Zu bearbeitende Aufgaben:
1 – Auf wie viele Teilnehmende sollte der Kreis der Dialogpartner laut dem Text über den Runden Tisch zur Nachhaltigen Entwicklung höchstens begrenzt werden?
2 – Setzen Sie den Text über den Runden Tisch zur Nachhaltigen Entwicklung in Berlin und Brandenburg im Anschluss an seinen letzten Satz fort.

---------- Zitierte Passage ----------

Schon die ersten Überlegungen zur Etablierung
des Runden Tisches enthielten die Festlegung, dass der Bereich Wirtschaft bereits im
vorbereitenden Kern neben Verwaltung, Wissenschaft, NGOs etc. ausgewogen
vertreten sein sollte (gemeint waren wohlgemerkt nicht nur die schon vorhandenen
Spurenelemente ökologischen Denkens in der Wirtschaft à la
UnternehmensGrün, sondern die etablierten Wirtschaftsinteressen!).
Dankbare Ansprechpartner in dieser Sache waren
zunächst der Bundesverband Junger Unternehmer, die Berliner Industrie- und Handelskammer
sowie die Handwerkskammer, die sich von Anfang an der Konzeptionierung des Runden Tisches
beteiligten. Für die allgemeine Akklimatisierung zwischen derart verschiedenen
Interessenlagen war es darüber hinaus wichtig, den Kreis der Dialogpartner auf maximal 40
Teilnehmende zu begrenzen, um auf diese Weise einen echten Dialog, d.h. einen
gegenseitigen Lernprozess zwischen den einzelnen Beteiligten zu ermöglichen.
Die Planung der Projektbörse
Die Projektbörse Partner für Nachhaltige Entwicklung ist erst nach zweijähriger
Arbeit des Runden Tisches zur Nachhaltigen Entwicklung in Berlin und Brandenburg
entstanden. Im Vorfeld hatte der Runde Tisch eine Umfrage bei seinen
Mitgliedsorganisationen durchgeführt, um ihr Verständnis von Nachhaltigkeit und ihre
jeweiligen Erwartungen zu erfragen, die mit der Teilnahme am Runden Tisch verbunden waren.

---------- Datenzeilen ----------

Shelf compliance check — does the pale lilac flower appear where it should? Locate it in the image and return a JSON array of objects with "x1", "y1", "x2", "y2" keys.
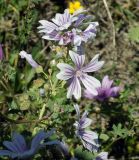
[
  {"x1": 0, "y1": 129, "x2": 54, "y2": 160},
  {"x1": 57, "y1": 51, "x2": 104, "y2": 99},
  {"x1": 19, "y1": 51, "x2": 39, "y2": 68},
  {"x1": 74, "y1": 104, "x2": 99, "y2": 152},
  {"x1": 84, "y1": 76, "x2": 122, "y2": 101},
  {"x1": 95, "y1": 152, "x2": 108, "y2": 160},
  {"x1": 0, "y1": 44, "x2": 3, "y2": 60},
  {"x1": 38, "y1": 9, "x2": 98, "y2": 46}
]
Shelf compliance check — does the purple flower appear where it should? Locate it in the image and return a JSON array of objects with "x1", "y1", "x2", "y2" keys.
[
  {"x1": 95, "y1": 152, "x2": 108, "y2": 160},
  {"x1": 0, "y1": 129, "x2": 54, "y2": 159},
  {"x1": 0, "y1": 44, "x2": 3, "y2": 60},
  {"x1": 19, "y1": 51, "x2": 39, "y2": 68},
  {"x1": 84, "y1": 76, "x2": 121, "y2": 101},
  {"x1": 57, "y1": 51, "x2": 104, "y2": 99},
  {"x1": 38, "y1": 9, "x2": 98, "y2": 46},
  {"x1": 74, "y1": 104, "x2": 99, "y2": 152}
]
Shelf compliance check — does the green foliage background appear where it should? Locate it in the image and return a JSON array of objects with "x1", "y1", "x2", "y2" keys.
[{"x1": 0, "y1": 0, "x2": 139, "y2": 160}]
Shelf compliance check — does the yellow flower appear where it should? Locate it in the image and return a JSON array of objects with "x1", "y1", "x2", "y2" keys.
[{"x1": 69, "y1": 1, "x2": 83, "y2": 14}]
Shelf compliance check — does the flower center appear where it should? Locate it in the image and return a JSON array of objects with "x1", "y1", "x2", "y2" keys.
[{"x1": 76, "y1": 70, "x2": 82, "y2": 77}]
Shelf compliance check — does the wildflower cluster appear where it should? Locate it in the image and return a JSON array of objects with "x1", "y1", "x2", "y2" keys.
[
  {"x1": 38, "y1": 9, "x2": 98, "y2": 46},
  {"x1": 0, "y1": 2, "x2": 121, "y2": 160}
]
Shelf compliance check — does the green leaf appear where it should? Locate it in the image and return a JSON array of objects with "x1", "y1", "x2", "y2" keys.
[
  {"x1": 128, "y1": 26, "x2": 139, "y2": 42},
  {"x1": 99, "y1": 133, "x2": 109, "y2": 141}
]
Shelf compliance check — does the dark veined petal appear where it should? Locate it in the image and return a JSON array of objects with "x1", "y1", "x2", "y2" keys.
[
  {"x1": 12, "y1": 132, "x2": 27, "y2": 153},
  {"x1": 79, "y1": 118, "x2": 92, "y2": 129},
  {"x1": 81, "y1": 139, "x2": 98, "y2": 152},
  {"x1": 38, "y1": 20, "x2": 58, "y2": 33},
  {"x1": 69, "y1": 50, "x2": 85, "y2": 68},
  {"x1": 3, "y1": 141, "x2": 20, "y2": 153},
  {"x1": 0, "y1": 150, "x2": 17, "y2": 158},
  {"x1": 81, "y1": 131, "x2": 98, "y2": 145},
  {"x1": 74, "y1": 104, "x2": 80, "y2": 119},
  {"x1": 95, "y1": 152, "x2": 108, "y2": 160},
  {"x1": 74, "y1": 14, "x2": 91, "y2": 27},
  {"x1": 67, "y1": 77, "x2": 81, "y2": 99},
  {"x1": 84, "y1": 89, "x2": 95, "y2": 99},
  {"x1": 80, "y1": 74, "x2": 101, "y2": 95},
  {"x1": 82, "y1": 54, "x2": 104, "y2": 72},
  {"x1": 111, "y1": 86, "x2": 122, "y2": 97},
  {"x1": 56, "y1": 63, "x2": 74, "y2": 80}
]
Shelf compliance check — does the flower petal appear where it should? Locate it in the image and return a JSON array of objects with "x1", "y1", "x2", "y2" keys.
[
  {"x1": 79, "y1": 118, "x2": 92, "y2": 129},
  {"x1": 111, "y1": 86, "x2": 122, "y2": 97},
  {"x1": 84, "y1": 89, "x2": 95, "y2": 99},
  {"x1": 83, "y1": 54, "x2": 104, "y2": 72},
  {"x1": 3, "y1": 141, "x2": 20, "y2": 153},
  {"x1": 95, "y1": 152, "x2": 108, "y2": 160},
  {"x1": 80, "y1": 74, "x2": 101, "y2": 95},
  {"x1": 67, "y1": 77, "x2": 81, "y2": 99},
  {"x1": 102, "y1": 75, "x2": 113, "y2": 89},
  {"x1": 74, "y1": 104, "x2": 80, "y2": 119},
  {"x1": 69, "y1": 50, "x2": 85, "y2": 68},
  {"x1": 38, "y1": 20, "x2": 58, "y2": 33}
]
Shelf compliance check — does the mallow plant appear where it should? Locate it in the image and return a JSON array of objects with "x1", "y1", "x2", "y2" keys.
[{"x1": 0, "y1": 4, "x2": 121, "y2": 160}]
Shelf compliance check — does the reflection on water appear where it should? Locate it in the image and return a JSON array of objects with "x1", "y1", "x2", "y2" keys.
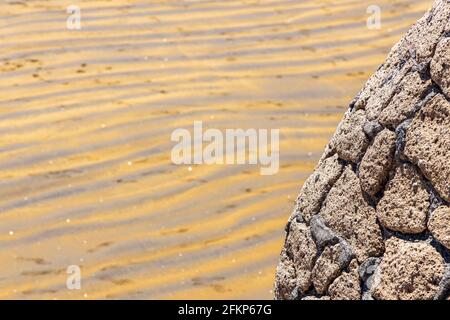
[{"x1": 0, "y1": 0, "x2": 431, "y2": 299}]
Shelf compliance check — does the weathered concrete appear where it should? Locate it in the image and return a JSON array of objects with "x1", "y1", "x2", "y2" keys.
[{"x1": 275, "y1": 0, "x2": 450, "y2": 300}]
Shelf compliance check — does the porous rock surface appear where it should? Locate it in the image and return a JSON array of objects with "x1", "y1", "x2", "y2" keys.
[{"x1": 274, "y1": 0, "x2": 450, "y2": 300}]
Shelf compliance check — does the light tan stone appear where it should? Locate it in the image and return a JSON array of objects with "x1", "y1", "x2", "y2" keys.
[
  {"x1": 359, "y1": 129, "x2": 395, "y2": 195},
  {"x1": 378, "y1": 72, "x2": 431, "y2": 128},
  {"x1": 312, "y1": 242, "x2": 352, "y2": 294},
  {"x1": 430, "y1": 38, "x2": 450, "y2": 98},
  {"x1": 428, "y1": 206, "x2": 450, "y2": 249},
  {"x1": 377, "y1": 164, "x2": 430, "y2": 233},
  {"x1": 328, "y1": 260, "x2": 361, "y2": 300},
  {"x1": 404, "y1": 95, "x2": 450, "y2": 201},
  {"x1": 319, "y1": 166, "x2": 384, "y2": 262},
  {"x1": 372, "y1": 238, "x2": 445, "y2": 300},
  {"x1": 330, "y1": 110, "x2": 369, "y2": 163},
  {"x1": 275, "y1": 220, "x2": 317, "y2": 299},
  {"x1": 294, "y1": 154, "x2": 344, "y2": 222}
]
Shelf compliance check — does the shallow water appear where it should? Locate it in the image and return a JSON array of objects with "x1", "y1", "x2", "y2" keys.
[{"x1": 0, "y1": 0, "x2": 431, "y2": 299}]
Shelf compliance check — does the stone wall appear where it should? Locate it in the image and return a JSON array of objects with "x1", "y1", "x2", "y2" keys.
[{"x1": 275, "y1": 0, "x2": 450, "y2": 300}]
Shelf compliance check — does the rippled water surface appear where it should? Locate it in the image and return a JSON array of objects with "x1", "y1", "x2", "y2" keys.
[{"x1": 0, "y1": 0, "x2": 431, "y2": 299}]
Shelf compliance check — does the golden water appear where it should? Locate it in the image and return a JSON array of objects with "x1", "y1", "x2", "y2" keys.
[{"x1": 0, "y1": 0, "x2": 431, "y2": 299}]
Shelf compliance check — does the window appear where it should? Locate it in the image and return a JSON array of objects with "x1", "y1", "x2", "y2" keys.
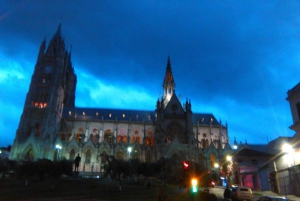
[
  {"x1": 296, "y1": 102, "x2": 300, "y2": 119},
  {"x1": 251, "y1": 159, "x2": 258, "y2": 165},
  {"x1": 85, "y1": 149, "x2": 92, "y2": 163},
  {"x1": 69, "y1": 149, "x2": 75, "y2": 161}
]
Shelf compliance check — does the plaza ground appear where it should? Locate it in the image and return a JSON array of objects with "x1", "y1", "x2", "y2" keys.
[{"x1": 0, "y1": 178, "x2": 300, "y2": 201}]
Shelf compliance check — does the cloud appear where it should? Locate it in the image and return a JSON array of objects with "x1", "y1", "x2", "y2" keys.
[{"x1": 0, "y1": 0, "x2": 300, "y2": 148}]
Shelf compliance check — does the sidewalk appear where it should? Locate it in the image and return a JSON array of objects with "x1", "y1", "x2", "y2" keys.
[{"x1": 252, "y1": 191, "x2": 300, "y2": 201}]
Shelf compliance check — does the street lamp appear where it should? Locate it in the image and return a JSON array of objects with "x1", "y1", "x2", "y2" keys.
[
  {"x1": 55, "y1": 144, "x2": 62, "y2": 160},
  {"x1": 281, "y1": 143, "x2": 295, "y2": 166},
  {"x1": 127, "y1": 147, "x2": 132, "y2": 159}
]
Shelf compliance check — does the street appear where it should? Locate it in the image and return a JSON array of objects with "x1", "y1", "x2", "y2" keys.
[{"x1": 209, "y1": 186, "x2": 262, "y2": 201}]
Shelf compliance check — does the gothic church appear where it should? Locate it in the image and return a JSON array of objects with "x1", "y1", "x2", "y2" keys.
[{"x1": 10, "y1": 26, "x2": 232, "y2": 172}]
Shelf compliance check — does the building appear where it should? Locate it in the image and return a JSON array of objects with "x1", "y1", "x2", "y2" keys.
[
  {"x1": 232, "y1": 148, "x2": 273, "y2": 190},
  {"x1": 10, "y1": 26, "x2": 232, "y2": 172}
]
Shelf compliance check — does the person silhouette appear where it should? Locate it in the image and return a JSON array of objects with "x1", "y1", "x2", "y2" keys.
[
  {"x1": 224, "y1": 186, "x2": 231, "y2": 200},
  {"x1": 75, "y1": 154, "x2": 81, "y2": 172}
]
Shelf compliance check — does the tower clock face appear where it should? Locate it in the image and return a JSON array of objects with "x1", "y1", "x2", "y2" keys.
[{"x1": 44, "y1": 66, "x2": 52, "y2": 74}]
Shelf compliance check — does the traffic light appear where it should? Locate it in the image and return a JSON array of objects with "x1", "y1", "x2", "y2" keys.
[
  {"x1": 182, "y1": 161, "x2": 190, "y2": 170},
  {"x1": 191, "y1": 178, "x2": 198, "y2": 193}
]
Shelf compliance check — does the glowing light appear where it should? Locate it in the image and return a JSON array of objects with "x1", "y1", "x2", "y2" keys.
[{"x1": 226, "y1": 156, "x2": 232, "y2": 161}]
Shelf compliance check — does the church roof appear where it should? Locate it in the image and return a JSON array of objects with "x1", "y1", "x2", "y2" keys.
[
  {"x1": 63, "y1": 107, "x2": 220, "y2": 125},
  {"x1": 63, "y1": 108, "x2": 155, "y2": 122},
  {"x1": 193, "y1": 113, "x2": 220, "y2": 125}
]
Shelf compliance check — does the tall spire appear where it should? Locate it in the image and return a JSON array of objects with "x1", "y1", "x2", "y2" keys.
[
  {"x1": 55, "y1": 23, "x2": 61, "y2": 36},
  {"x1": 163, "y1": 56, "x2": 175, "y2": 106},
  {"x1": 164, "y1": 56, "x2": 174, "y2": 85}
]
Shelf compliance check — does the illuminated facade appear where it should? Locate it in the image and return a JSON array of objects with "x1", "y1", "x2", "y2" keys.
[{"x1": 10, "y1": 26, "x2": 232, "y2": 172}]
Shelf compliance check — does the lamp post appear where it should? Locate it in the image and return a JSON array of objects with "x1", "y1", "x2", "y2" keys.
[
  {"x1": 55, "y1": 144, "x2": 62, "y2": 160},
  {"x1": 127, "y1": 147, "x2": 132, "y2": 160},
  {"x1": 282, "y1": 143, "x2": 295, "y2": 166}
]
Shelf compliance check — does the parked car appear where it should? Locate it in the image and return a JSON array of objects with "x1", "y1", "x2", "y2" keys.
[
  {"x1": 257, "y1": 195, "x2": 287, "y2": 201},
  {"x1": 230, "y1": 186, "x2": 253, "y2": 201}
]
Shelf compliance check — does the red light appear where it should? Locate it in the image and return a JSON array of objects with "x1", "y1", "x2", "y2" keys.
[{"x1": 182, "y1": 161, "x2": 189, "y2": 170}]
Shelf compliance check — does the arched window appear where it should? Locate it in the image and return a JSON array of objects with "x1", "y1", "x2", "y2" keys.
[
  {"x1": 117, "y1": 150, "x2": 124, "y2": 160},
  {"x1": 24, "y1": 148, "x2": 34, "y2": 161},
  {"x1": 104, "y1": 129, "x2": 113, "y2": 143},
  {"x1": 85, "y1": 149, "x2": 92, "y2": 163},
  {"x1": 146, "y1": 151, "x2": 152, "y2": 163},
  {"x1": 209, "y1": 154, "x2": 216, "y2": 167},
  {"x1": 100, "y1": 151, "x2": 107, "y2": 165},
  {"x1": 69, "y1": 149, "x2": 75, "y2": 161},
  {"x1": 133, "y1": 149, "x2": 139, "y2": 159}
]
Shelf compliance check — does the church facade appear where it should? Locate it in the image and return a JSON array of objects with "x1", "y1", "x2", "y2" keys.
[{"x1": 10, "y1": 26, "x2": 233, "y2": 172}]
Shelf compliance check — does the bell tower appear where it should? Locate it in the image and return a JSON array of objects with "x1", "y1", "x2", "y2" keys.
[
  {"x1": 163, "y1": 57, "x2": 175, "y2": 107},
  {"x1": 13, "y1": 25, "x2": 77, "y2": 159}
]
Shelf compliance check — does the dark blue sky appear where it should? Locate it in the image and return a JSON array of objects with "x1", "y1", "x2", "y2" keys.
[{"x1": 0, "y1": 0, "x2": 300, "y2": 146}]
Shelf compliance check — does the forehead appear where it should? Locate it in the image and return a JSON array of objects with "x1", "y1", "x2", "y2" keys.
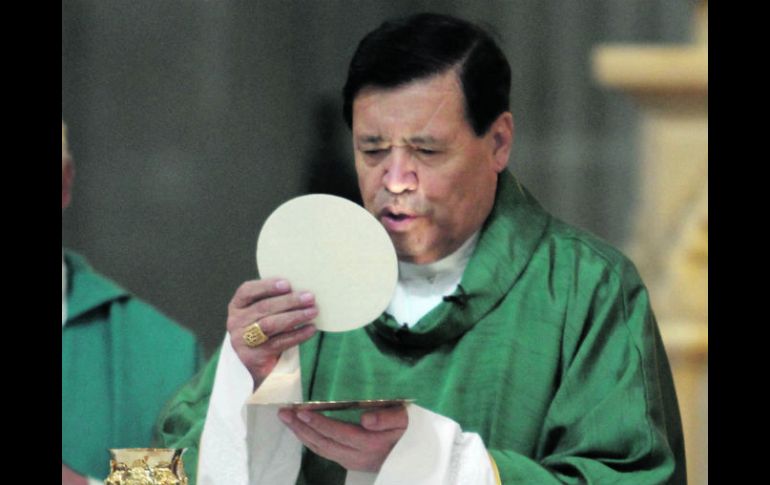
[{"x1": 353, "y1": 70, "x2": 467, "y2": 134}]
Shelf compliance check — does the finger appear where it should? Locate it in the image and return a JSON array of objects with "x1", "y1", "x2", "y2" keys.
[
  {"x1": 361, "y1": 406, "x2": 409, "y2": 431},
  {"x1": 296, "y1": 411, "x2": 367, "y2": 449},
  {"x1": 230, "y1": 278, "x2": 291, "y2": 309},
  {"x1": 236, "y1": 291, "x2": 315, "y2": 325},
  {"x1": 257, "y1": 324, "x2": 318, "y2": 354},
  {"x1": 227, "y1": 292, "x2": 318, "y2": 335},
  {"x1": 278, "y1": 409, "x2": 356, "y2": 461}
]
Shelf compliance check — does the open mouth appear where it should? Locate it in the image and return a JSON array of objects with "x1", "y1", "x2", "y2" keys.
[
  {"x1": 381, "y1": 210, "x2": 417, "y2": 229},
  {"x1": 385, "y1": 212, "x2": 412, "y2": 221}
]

----------

Lösungen zur Übung:
1 – Auf maximal 40 Teilnehmende.

2 –
Resultat dieser Umfrage war u.a. eine Querschnitts-Arbeitsgruppe zur
Projektgenerierung, die dem Anspruch Rechnung trug, dass der Dialog am Runden Tisch in
konkrete, unfassbare Projekte und Veränderungsprozesse münden müsse. Die Arbeitsgruppe
Projektgenerierung legte dem Runden Tisch im Juni 1999 ein Konzept für die Ausgestaltung
und Durchführung einer Projektbörse Nachhaltigkeit mit folgenden Zielen vor: Die
Projektbörse will das Konzept der nachhaltigen Entwicklung in der Region
Berlin/Brandenburg bekannt machen und exemplarische Projekte für die Region in Form eines
Wettbewerbs anstoßen. Die praktischen Ideen und Initiativen interessierter Akteure in der
Region Berlin/Brandenburg sollen mit dieser Aktion mobilisiert und zu Projektkooperationen
angeregt werden.
Die Realisierung der Projektbörse kam
zunächst nur schwer in Gang. Hauptprobleme waren das Fortbestehen von Vorbehalten gegen
dieses Vorhaben seitens einiger Mitglieder des Runden Tisches (resp. der Senatsverwaltung
für Stadtentwicklung), aber auch die Anfangsschwierigkeiten eines eher auf Dialog
ausgerichteten Forums, nunmehr auch ein praktisches Projekt zu realisieren; und
last not least die Finanzierungsfrage.
Nach dem Scheitern einiger
Finanzierungsanträge kam der Durchbruch in Form einer größeren Finanzierungszusage
durch die InvestitionsBank Berlin (IBB), die mit der Übernahme einer Mitträgerschaft der
Projektbörse verbunden war. Dadurch waren nicht nur ausreichende finanzielle Mittel,
sondern auch personelle Kapazitäten und Infrastrukturen sichergestellt. Die IBB erwies
sich darüber hinaus als eine Organisation, die mit der Organisation von Start-ups über
große Erfahrungen verfügte und diese auch für die Projektbörse einsetzte. Wie wurden
in dieser für alle Beteiligten durchaus neuen Form der Kooperation die
avisierten Ziele der Projektbörse erreicht?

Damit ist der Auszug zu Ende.